▸ **What is being asked**
Would you please retype the records that follow, word for word?

▸ **Dataset entries**
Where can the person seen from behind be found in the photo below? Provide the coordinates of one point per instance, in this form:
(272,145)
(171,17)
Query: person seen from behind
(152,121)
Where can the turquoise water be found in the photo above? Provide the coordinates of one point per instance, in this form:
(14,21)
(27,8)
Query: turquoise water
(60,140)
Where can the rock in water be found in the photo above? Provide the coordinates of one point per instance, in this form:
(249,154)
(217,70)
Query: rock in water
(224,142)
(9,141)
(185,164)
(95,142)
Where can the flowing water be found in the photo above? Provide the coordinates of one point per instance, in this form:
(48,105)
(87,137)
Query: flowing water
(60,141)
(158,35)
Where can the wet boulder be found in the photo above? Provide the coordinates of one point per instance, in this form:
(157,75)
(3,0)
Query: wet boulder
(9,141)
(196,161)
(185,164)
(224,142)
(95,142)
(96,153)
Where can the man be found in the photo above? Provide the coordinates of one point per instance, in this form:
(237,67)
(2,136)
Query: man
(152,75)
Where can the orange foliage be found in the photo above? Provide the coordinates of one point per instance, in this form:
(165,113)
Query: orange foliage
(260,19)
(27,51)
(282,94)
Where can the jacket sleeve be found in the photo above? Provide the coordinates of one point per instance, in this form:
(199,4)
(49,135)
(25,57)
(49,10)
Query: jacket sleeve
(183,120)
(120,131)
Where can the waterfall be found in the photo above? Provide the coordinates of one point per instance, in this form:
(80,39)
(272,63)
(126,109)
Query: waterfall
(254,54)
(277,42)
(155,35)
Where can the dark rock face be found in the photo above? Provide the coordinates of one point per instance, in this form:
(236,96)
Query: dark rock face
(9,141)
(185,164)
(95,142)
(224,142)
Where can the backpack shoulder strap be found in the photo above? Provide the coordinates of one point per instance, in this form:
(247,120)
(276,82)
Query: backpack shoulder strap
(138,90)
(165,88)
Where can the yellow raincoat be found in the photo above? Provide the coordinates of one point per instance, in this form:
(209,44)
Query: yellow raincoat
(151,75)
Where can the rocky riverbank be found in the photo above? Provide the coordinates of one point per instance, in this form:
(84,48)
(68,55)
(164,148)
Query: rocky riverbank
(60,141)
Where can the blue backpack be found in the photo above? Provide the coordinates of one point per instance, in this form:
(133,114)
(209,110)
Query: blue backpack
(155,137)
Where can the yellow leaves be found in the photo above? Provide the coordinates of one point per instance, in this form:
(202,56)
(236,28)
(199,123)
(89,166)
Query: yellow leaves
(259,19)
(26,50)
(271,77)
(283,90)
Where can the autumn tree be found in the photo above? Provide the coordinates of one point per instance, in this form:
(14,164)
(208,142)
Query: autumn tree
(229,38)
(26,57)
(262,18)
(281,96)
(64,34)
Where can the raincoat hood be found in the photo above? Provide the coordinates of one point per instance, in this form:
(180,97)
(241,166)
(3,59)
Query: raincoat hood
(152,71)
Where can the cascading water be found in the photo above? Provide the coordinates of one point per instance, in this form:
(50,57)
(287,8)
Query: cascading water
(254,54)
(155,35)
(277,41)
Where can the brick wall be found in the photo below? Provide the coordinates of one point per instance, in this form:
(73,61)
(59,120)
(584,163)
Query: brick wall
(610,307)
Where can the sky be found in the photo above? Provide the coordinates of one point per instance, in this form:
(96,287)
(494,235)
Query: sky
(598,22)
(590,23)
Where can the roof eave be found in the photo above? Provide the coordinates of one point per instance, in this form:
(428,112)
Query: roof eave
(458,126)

▸ **The completed task**
Where can the person seen from behind be found in the photo below? Provide the coordinates of one point per instance, in this form:
(272,145)
(171,17)
Query: person seen from behind
(152,121)
Where can the turquoise water be found in the photo above? Provide the coordinates of one point per instance, in this form:
(14,21)
(27,8)
Query: turquoise water
(60,140)
Where can the rock in water be found in the photo above? Provide the coordinates of one point per instance, in this form:
(249,154)
(217,70)
Query: rock in water
(224,142)
(9,141)
(185,164)
(95,142)
Where can the flowing water be found in the photo above? Provide the coordinates of one point per instance, in this form:
(48,105)
(87,137)
Query: flowing water
(60,141)
(158,35)
Where can the wet boulder be found in the photo above? Provide the coordinates of one point per instance, in this form:
(157,75)
(3,0)
Query: wet boulder
(9,141)
(196,161)
(185,164)
(224,142)
(95,142)
(96,153)
Where can the man be found in the photo above? Provide the coordinates of one point per instance, in this form:
(237,67)
(2,136)
Query: man
(152,75)
Where can the orange foliage be found in the photo above? Provide the coordinates of one point per instance, in this form:
(165,113)
Query: orange foliage
(260,19)
(27,51)
(282,94)
Where can the jacket sleeve be found in the photo above? Provide the coordinates of one point per instance, in this form:
(199,4)
(49,135)
(25,57)
(49,10)
Query: jacket sleeve
(183,120)
(120,131)
Where can the waterfall be found in the photo above? Provide the coordinates of one point per instance, in this form:
(80,39)
(272,63)
(126,109)
Query: waterfall
(254,54)
(277,42)
(155,35)
Where can the dark rock face be found in the photo above? Provide the coordinates of one point per instance, in this form:
(236,96)
Query: dark rock face
(9,141)
(185,164)
(95,142)
(224,142)
Where can the backpack shoulder strap be found in the photo above? Provide the coordinates of one point per instance, in this form:
(247,120)
(276,82)
Query: backpack shoulder strap
(138,90)
(165,88)
Where can the yellow raincoat be found in the photo above? Provide the coordinates of one point per instance, in this form:
(209,44)
Query: yellow raincoat
(151,75)
Where can the rocky riverbank be found in the photo above? Provide the coordinates of one point per instance, in this form:
(84,48)
(68,55)
(164,148)
Query: rocky riverbank
(60,141)
Where can the blue backpack be found in the photo above? Provide the coordinates of one point per instance, in this form:
(133,114)
(209,110)
Query: blue backpack
(155,137)
Where can the yellow leaves be found in the photo above? Provide the coordinates of one point per instance, in this form:
(202,56)
(236,28)
(199,123)
(89,166)
Query: yellow leaves
(259,19)
(26,50)
(271,77)
(283,90)
Where can the autumn tree be found in the photo above? Provide the coordinates of one point per instance, in this form:
(14,164)
(208,142)
Query: autumn tree
(229,38)
(26,57)
(262,18)
(281,96)
(64,34)
Where can the raincoat hood be found in the photo above? Provide the coordinates of one point per instance, in this form:
(180,97)
(241,166)
(3,59)
Query: raincoat hood
(152,71)
Where can the cascading water be found in the photo above? Provide the coordinates of one point per instance, in this form:
(50,57)
(287,8)
Query: cascading water
(254,54)
(155,35)
(277,41)
Where can the brick wall be found in the photo below? Provide the coordinates of one point per instance, in this form:
(73,61)
(59,120)
(584,163)
Query: brick wall
(610,307)
Where can the sky be found in the photo above? Provide the coordinates of one point per instance, in this form:
(96,287)
(494,235)
Query: sky
(598,22)
(590,23)
Where can the roof eave be found in the photo above? Provide the coordinates of one point per instance, in this form:
(428,112)
Query: roof eave
(458,126)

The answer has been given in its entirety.